BEGIN EXERCISE INPUT

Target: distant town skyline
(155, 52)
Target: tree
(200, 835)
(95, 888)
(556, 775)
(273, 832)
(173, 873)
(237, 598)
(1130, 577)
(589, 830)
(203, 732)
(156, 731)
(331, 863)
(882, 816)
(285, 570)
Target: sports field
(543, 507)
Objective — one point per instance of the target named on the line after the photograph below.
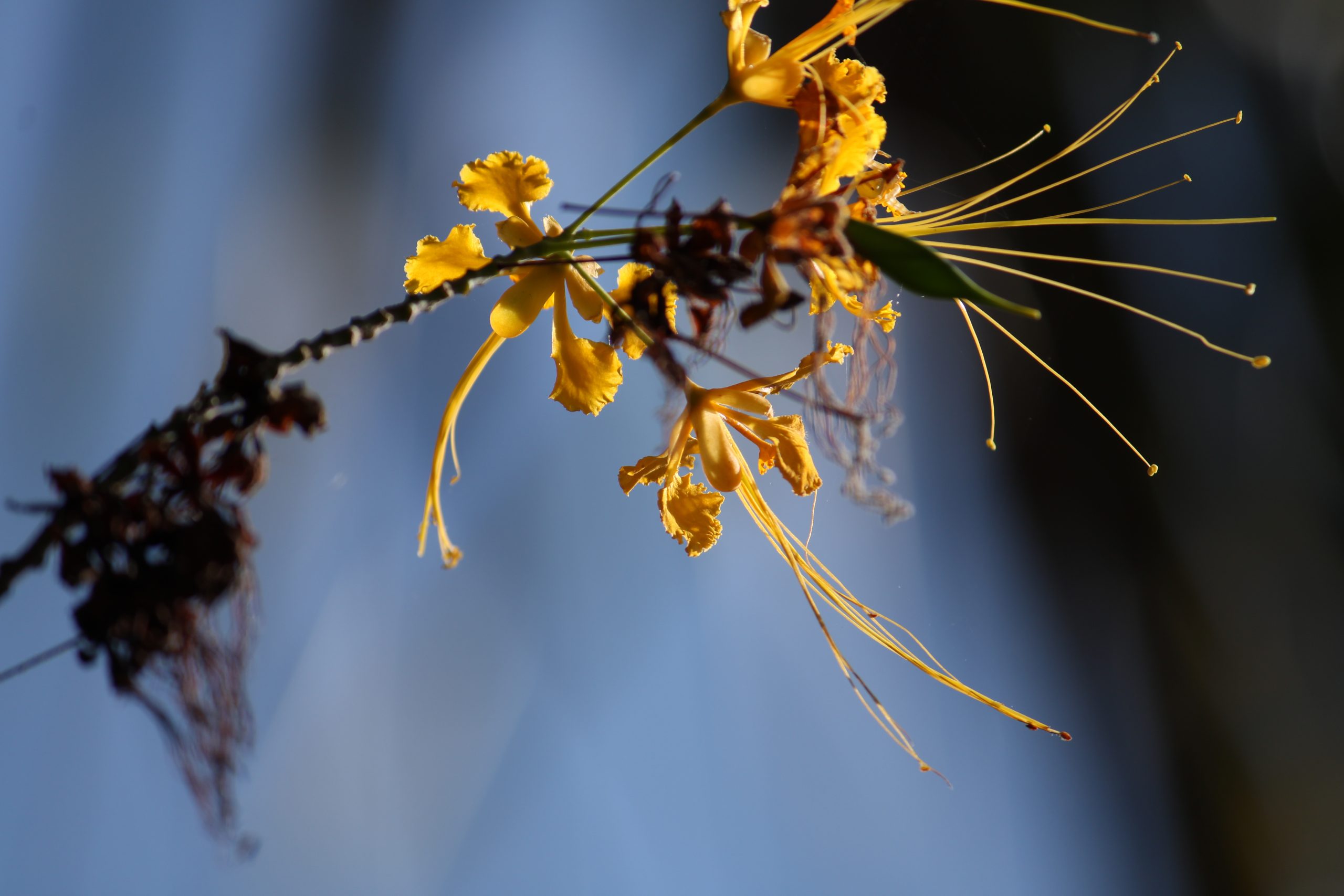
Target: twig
(37, 660)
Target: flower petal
(690, 513)
(792, 455)
(721, 461)
(515, 231)
(586, 373)
(649, 471)
(505, 183)
(586, 301)
(437, 261)
(524, 300)
(631, 276)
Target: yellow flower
(690, 513)
(756, 75)
(588, 373)
(437, 261)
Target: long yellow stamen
(1257, 361)
(817, 582)
(953, 219)
(836, 34)
(1065, 219)
(448, 440)
(1152, 468)
(1186, 179)
(985, 368)
(1246, 288)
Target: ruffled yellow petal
(791, 452)
(586, 373)
(524, 300)
(824, 296)
(503, 183)
(443, 260)
(654, 469)
(690, 513)
(586, 300)
(850, 82)
(515, 231)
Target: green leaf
(922, 270)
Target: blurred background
(579, 708)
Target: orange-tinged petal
(654, 469)
(721, 461)
(443, 260)
(749, 402)
(586, 373)
(690, 513)
(771, 83)
(524, 300)
(851, 82)
(515, 231)
(503, 183)
(792, 455)
(586, 301)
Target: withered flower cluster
(159, 542)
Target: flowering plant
(145, 531)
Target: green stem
(615, 305)
(721, 102)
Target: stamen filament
(1151, 37)
(985, 368)
(1081, 174)
(1096, 262)
(1064, 219)
(1152, 468)
(448, 441)
(1256, 362)
(819, 582)
(1092, 133)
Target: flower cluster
(838, 234)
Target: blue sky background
(577, 708)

END EXERCISE INPUT

ABOUT THIS EXERCISE
Find the line with "Target: flowering plant". Transcribe it and every line after it exactly, through the end of the records above, and nothing else.

ANSWER
Target: flowering plant
(145, 531)
Target: green stem
(615, 305)
(721, 102)
Target: stamen filament
(1151, 37)
(985, 368)
(1081, 174)
(1096, 262)
(1064, 219)
(1152, 468)
(448, 441)
(1256, 362)
(819, 582)
(1092, 133)
Target: flower cluster
(838, 234)
Target: blue sky background
(577, 708)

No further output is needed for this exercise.